O golpe de 1964 e suas reverberações em Santo Antônio de Jesus | Cristiane Lopes da Mota

Nos últimos anos o Brasil vem passando por uma série de mudanças políticas e manifestações públicas pedindo o retorno da ditadura ou de governos militares. Ainda que estarrecido com tais ações, estes acontecimentos nos permitem refletir e produzir novos estudos sobre o tema e pensar como estes estão chegando ao dito grande público.

Nessa perspectiva, lançado em 2016, resultante de sua dissertação defendida em 2013 na Universidade Estadual da Bahia (UNEB), o estudo da historiadora Cristiane Mota, O golpe de 1964 e suas reverberações em Santo Antônio de Jesus, traz significativas contribuições para se pensar o quanto o período influenciou diretamente na conjuntura política e social do município baiano referido, além de uma reflexão sobre nosso atual momento político.

De início, ressalta-se o pouco número de obras sobre a Bahia no período ditatorial, tendo a obra de Mota (2016) certo ineditismo não apenas no âmbito do município, mas na historiografia a baiana sobre tema. Fazendo uso de uma análise micro espacial, a autora nos permite olhares atentos à dinâmicas regionais que muitas vezes apresentam ações distintas de um modelo dito nacional, algo percebido na cidade de Santo Antônio de Jesus.

■ **Entradas listadas**

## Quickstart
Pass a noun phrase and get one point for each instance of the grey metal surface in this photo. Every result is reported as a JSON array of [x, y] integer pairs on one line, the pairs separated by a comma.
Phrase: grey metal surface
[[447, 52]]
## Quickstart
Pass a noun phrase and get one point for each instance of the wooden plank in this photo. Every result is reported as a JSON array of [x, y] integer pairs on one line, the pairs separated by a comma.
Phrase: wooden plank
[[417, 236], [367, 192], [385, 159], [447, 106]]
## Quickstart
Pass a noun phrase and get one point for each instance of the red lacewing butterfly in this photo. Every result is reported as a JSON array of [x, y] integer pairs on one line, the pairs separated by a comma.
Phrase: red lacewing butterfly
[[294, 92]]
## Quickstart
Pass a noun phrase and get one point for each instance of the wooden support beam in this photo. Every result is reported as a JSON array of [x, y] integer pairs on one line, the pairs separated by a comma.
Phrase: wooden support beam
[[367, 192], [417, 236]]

■ **Exercício proposto 1**
Redigite da resenha o trecho que começa nas palavras "De início, ressalta-se" e termina depois de "Antônio de Jesus.".
■ **Exercício proposto 2**
Resuma em poucas frases o parágrafo da resenha que começa com "De início, ressalta-se", mantendo seus fatos principais.
■ **Exercício proposto 3**
Segundo a resenha, em que universidade foi defendida a dissertação que deu origem ao livro?
As linhas foram tiradas de uma fonte diferente da resenha.

■ **Solução da tarefa 1**
De início, ressalta-se o pouco número de obras sobre a Bahia no período ditatorial, tendo a obra de Mota (2016) certo ineditismo não apenas no âmbito do município, mas na historiografia a baiana sobre tema. Fazendo uso de uma análise micro espacial, a autora nos permite olhares atentos à dinâmicas regionais que muitas vezes apresentam ações distintas de um modelo dito nacional, algo percebido na cidade de Santo Antônio de Jesus.

■ **Solução da tarefa 2**
Há poucas obras sobre a Bahia no período da ditadura, e o livro de Mota (2016) tem certo ineditismo tanto no âmbito do município quanto na historiografia baiana sobre o tema. Com uma análise micro espacial, a autora mostra dinâmicas regionais que muitas vezes diferem de um modelo nacional, o que se percebe em Santo Antônio de Jesus.

■ **Solução da tarefa 3**
Na Universidade Estadual da Bahia (UNEB).